Exercise material:

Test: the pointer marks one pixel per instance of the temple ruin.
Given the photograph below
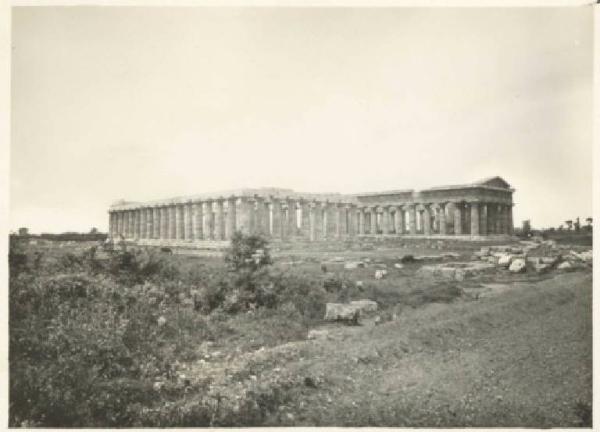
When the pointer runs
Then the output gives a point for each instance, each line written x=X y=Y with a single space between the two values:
x=471 y=211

What to do: Write the lines above as a numbered list, skipping any blank lines and leaving the pictures out.

Solution for this exercise:
1. Test: the pointer marks one pixel per instance of the temple ruin.
2. Given the photograph below
3. When the pointer runs
4. Then the output gives a point for each instance, each line written x=X y=Y with a single space between the two values:
5. x=471 y=211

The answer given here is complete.